AIM = Write out every entry exactly as it stands.

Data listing
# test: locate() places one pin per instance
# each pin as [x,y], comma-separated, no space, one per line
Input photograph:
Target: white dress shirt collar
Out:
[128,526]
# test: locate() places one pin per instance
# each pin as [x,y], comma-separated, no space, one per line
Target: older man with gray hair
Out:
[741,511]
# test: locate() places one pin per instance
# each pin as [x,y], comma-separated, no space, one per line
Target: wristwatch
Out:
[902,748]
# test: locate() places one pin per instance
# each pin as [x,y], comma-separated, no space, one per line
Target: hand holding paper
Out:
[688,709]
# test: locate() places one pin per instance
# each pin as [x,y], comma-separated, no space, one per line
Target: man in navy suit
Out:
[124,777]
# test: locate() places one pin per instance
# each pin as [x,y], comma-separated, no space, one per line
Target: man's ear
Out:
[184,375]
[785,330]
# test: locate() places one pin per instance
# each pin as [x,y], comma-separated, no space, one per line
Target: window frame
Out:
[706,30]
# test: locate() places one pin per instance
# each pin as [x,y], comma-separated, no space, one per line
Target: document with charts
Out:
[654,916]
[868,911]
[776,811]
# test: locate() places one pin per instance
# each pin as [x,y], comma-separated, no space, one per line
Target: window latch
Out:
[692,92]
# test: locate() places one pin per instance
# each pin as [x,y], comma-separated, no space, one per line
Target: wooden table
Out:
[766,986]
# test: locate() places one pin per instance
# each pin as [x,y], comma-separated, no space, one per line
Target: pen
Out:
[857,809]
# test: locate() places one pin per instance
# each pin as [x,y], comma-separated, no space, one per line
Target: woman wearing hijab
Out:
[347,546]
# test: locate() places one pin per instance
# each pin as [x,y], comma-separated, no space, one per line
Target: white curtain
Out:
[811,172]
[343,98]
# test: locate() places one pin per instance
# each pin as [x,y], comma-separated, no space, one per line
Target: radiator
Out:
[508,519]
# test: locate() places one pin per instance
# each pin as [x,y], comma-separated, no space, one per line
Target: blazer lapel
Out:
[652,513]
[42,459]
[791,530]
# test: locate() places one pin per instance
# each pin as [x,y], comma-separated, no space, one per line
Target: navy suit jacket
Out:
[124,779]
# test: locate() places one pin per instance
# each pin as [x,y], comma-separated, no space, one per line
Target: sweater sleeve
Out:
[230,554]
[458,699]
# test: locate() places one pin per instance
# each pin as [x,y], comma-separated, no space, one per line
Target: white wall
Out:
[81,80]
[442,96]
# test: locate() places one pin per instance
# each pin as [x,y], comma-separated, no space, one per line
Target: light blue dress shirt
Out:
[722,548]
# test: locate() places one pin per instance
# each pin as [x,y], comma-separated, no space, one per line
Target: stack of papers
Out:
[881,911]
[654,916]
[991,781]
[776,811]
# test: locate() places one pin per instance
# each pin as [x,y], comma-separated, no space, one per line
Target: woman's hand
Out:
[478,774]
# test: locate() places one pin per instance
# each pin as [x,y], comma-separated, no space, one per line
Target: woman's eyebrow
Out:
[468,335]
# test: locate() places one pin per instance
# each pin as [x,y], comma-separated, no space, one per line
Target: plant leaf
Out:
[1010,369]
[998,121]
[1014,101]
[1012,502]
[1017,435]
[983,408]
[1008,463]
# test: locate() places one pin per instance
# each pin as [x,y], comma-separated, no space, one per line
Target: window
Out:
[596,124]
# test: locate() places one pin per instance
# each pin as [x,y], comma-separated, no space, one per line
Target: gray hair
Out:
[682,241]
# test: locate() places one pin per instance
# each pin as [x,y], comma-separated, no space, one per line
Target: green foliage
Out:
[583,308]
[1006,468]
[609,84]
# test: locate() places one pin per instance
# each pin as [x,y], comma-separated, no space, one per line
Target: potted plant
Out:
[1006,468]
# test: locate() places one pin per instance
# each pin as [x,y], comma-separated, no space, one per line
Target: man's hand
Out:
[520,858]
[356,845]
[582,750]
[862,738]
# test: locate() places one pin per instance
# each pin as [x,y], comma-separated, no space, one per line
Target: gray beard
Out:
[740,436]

ANSWER FOR THIS EXERCISE =
# test: locate() places one pin per instance
# each pin as [x,y], comma-separated, no space, one per line
Input photograph:
Target: white dress shirt collar
Out:
[128,526]
# test: locate() places one pin per instance
# each pin as [x,y], comma-separated, no space, one per line
Target: older man with gray hair
Out:
[741,511]
# test: locate() places one pin per instance
# each pin as [x,y], comma-separated, no space, one per line
Target: wristwatch
Out:
[902,748]
# test: locate() places one pin per instance
# each pin as [x,y], comma-separated, no space, one per line
Target: hand holding paper
Out:
[688,709]
# test: locate() places one pin per instance
# each pin as [x,y], comma-separated, no space, one per line
Target: man in navy suit
Out:
[124,777]
# test: locate() places one pin per instance
# each pin as [x,y], comma-separated, no space, one per line
Target: man's ear
Out:
[184,375]
[785,330]
# test: locate() places one pin per instance
# each pin as [x,y], comma-separated, no space, one per line
Target: window frame
Out:
[706,30]
# test: locate() places one pin per instance
# each pin as [x,y], comma-separated, no space, one per line
Target: document with charts
Out:
[654,916]
[868,911]
[776,811]
# test: locate() places one pin per instance
# each pin as [x,y], comma-separated, no space, one per line
Target: window latch
Out:
[692,92]
# test: locate() places one pin per instance
# each pin as [x,y], comma-separated, no space, one per line
Target: wooden table
Out:
[766,986]
# test: locate() places one pin per instance
# each pin as [x,y], comma-separated, no space, one per line
Target: pen
Out:
[857,809]
# test: locate() places one pin per instance
# each pin as [x,y], comma-separated, no space, one per line
Target: woman wearing hijab
Out:
[347,546]
# test: locate() places one pin per instance
# each pin as [x,y], comma-separated, no space, one per line
Target: white curtain
Out:
[811,172]
[343,98]
# test: locate() places one pin per instance
# each pin as [x,y], comma-separated, no space, one per line
Target: radiator
Out:
[508,519]
# test: locate() places one pin per instance
# each pin as [x,y], comma-separated, no space, one per line
Target: blazer lapel
Out:
[652,513]
[42,459]
[791,530]
# test: locate() places one pin per instance
# each pin as [x,y], comma-separated, no space, one per line
Target: navy suit jacket
Out:
[124,779]
# test: locate() places one pin per instance
# each pin as [x,y], comma-separated, no space, one per line
Target: sweater sleeve
Out:
[230,554]
[458,699]
# test: locate() places one pin per instance
# each pin as [x,y], comma-separated, no space, one per line
Target: white wall
Out:
[81,80]
[442,96]
# test: locate() places one pin per instance
# each pin as [x,y], comma-separated, no space, one per line
Target: light blue dress shirt
Out:
[722,548]
# test: locate() places one pin per instance
# each pin as [x,y], comma-separated, no space, one per line
Target: stack of papers
Out:
[881,911]
[654,916]
[991,781]
[776,811]
# test: locate() places one pin per instance
# each pin as [x,y], comma-separated, no space, one per line
Target: woman's hand
Out:
[478,774]
# test: locate() places one pin per instance
# each pin as [x,y], comma-separated, no space, one per line
Target: woman's eyebrow
Out:
[468,335]
# test: locate() places one pin per instance
# each pin as [x,y], comma-separated, no space, one per line
Target: plant leaf
Out:
[1010,369]
[998,121]
[1014,101]
[1012,502]
[1017,435]
[983,408]
[1008,463]
# test: locate() places one pin per instance
# each pin as [x,y], comma-separated, no space, one per line
Target: window
Out:
[596,124]
# test: locate() places one pin per instance
# each pin as [x,y], comma-separated, no space, one per line
Target: gray hair
Out:
[682,241]
# test: locate() places one pin per instance
# each pin as [x,y], comma-separated, no space, one per line
Target: green foliage
Out:
[583,308]
[1006,468]
[609,84]
# test: locate() places one pin per instance
# each pin as [x,y], comma-separated, no space, one per line
Target: potted plant
Out:
[1006,468]
# test: locate() places one pin per instance
# each pin as [x,y], comma-separated, no space, one per line
Target: man's hand
Out:
[520,858]
[356,845]
[582,750]
[862,738]
# test: locate() places one pin per instance
# each pin as [x,y], comma-separated, no space, one per line
Target: gray beard
Out:
[740,436]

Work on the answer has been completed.